- TASK PROMPT
Quote the records below word for word, every line of them, but omit the pictures from your answer.

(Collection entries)
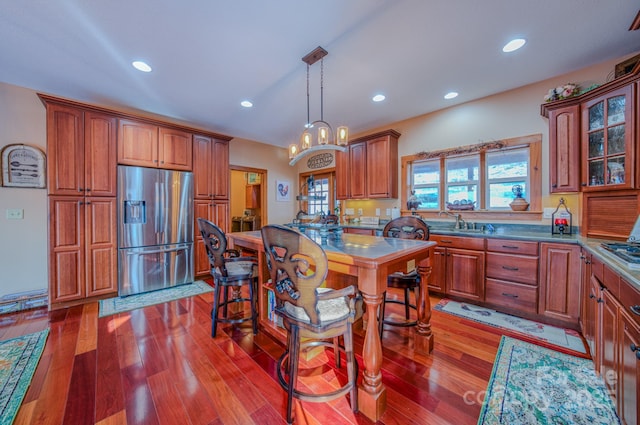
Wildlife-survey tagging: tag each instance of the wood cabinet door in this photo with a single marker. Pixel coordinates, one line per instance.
(175, 149)
(560, 282)
(342, 175)
(100, 158)
(629, 371)
(382, 166)
(220, 165)
(202, 167)
(465, 274)
(100, 245)
(564, 149)
(65, 150)
(66, 249)
(438, 270)
(609, 340)
(137, 143)
(358, 170)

- ANSWER TO THIS TASK
Wildlife-survey tagging: tag each instance of the wood cabinet door in this photo with a single marker. Pixel coordinates, one line per instance.
(175, 149)
(560, 282)
(342, 175)
(100, 158)
(629, 371)
(382, 166)
(220, 165)
(202, 167)
(465, 274)
(100, 245)
(564, 149)
(65, 150)
(66, 249)
(438, 270)
(609, 340)
(137, 143)
(358, 170)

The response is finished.